** start of RECORDS SUPPLIED **
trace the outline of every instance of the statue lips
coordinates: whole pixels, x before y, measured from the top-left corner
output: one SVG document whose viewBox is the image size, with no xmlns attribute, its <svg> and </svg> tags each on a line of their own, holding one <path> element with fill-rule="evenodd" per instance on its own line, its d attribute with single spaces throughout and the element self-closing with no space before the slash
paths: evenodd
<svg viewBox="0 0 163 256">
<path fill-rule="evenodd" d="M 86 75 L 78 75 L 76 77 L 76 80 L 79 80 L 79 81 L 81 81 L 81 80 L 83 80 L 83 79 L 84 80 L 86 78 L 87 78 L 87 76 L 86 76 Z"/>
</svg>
** end of RECORDS SUPPLIED **
• [WORK TO COMPLETE] Copy these records line for line, with no changes.

• [ANSWER TO THE EXERCISE]
trace the outline of every instance of the statue lips
coordinates: whole pixels, x before y, measured from the top-left corner
output: one SVG document whose viewBox is the image size, with no xmlns attribute, its <svg> and </svg> tags each on a line of their own, holding one <path> element with fill-rule="evenodd" per instance on its own line, its d attribute with single spaces throughout and the element self-closing with no space before the slash
paths: evenodd
<svg viewBox="0 0 163 256">
<path fill-rule="evenodd" d="M 86 75 L 78 75 L 76 77 L 76 80 L 79 80 L 79 81 L 81 81 L 81 80 L 83 80 L 83 79 L 84 80 L 86 78 L 87 78 L 87 76 L 86 76 Z"/>
</svg>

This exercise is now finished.